▶ _WRITTEN TASK_:
Format everything in the listing below, from the line containing "Segment racket grip" down to the end of the listing, as a Markdown table with the columns Row and Line. Number each line and skip any blank ones.

** START **

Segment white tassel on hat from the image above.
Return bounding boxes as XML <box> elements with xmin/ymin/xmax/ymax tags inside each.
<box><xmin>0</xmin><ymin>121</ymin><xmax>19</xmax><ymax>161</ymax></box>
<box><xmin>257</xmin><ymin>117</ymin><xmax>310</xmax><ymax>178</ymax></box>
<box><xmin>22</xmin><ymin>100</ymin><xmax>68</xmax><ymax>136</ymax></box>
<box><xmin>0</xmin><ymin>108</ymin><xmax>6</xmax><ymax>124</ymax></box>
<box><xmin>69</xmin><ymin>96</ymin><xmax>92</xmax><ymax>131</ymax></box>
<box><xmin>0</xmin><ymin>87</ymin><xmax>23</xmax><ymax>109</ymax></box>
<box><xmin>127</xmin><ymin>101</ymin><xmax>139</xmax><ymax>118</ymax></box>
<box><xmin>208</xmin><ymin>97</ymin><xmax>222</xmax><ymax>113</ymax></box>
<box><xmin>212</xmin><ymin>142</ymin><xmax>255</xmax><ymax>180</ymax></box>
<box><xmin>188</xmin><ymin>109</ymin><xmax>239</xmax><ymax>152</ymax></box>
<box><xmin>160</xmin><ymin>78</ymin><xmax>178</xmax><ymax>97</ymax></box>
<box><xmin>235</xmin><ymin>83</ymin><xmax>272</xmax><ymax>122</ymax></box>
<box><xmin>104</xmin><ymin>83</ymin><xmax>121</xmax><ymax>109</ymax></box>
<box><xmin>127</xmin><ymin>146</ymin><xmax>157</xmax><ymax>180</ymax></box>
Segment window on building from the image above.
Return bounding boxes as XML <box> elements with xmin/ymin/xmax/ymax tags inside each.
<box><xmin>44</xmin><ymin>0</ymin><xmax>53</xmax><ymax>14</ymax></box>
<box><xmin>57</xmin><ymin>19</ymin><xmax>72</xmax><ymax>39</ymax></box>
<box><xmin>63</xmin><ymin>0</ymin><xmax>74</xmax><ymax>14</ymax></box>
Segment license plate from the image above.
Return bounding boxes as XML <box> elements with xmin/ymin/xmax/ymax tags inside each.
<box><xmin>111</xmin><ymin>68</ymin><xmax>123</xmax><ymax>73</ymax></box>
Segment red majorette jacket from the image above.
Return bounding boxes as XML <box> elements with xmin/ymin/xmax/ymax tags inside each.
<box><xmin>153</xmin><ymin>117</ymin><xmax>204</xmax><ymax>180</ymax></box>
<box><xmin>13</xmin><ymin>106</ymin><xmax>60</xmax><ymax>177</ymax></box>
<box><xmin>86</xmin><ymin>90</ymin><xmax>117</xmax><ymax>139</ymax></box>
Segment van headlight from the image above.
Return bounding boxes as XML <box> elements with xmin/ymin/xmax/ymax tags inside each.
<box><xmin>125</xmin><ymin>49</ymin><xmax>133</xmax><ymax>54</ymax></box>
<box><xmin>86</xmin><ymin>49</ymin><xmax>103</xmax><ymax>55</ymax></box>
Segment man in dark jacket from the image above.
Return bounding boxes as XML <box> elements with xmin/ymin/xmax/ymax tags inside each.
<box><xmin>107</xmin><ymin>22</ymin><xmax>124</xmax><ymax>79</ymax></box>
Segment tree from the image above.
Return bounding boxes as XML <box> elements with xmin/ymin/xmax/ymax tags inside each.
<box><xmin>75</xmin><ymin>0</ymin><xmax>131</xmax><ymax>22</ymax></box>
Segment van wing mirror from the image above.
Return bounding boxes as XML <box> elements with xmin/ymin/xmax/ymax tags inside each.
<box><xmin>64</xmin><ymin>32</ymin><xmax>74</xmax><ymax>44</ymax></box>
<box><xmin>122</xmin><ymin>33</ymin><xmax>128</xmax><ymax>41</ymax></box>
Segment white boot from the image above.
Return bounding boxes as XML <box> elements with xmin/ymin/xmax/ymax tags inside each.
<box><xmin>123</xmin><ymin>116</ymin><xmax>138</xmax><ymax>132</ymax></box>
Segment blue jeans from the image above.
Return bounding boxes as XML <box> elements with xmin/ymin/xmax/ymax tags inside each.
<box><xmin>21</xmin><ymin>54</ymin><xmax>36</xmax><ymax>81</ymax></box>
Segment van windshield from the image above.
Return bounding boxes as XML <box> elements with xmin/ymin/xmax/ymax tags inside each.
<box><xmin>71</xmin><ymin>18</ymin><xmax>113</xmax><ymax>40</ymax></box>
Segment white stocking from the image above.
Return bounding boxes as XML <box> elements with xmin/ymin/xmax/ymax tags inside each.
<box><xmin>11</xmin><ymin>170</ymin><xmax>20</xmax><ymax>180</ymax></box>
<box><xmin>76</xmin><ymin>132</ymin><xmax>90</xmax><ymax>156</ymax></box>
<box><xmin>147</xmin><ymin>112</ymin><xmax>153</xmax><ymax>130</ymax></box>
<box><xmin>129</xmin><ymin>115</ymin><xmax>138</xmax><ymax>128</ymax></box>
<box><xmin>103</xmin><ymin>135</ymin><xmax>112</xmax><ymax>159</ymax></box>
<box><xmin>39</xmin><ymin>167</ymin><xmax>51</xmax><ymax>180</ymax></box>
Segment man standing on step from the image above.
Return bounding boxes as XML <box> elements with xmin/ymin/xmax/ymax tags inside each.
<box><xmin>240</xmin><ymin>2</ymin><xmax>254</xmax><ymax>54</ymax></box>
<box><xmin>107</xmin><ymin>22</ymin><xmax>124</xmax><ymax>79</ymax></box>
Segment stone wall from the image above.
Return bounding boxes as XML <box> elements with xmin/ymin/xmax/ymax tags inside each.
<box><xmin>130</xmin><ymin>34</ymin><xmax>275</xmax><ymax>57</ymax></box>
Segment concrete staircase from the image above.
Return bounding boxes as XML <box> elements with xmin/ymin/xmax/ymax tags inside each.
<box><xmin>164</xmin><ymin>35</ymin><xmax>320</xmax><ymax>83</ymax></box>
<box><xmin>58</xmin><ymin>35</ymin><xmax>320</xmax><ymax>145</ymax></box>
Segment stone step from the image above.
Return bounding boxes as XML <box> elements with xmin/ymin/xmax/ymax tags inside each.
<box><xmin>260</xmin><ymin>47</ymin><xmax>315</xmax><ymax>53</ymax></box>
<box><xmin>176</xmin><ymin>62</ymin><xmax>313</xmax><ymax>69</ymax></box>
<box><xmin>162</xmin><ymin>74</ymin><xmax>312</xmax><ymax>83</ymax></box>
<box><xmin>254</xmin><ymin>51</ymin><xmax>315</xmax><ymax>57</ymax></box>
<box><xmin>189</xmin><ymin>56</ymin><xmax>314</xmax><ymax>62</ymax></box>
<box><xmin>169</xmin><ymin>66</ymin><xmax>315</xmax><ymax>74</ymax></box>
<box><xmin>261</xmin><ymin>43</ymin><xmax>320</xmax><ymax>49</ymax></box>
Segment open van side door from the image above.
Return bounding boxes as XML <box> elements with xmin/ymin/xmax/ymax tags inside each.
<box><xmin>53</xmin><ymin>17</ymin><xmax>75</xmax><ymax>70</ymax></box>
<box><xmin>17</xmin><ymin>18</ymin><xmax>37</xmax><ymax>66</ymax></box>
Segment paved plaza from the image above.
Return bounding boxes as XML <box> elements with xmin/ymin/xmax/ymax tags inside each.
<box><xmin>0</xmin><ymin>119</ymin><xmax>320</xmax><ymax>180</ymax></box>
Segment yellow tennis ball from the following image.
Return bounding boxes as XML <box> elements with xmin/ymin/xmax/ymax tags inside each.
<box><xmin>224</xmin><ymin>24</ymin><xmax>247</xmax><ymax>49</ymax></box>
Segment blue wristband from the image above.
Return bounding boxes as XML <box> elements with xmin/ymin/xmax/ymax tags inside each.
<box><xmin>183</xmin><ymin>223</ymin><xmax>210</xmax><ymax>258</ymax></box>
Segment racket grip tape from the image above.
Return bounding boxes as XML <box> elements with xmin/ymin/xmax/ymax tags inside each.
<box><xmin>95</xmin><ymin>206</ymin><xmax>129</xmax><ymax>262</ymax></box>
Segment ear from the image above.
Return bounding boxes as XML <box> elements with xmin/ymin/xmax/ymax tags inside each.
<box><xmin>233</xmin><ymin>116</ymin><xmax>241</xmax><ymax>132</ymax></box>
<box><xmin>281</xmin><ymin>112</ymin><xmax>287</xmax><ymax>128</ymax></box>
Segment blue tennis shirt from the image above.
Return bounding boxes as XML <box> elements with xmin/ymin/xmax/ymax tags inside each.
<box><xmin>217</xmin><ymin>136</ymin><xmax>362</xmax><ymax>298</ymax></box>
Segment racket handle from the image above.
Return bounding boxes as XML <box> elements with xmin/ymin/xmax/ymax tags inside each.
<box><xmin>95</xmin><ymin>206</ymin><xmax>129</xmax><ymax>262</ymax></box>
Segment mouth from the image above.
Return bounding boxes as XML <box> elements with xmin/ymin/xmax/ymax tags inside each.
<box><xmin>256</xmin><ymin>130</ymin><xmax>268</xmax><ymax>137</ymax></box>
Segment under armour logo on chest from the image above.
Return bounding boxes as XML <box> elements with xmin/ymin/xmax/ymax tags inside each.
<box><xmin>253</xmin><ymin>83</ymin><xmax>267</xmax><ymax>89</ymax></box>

** END **

▶ _SOLUTION TO THIS EXERCISE_:
| Row | Line |
|---|---|
| 1 | Segment racket grip tape from the image above. |
| 2 | Return bounding boxes as XML <box> elements with xmin/ymin/xmax/ymax tags inside each. |
| 3 | <box><xmin>95</xmin><ymin>206</ymin><xmax>129</xmax><ymax>262</ymax></box> |
| 4 | Segment ear from the image above. |
| 5 | Return bounding boxes as XML <box> elements with xmin/ymin/xmax/ymax tags inside each. |
| 6 | <box><xmin>233</xmin><ymin>116</ymin><xmax>241</xmax><ymax>132</ymax></box> |
| 7 | <box><xmin>281</xmin><ymin>112</ymin><xmax>287</xmax><ymax>128</ymax></box> |
| 8 | Segment blue tennis shirt from the image above. |
| 9 | Return bounding boxes as XML <box> elements with xmin/ymin/xmax/ymax tags inside each. |
| 10 | <box><xmin>217</xmin><ymin>136</ymin><xmax>362</xmax><ymax>298</ymax></box> |
| 11 | Segment racket handle from the image above. |
| 12 | Return bounding boxes as XML <box> elements with xmin/ymin/xmax/ymax tags inside each. |
| 13 | <box><xmin>95</xmin><ymin>206</ymin><xmax>129</xmax><ymax>262</ymax></box> |
| 14 | Segment mouth from the image above. |
| 15 | Return bounding boxes as XML <box> elements with xmin/ymin/xmax/ymax tags inside each. |
| 16 | <box><xmin>256</xmin><ymin>130</ymin><xmax>268</xmax><ymax>137</ymax></box> |
| 17 | Segment under armour logo on chest from the image above. |
| 18 | Return bounding boxes as XML <box> elements with xmin/ymin/xmax/ymax tags inside each. |
| 19 | <box><xmin>253</xmin><ymin>83</ymin><xmax>267</xmax><ymax>89</ymax></box> |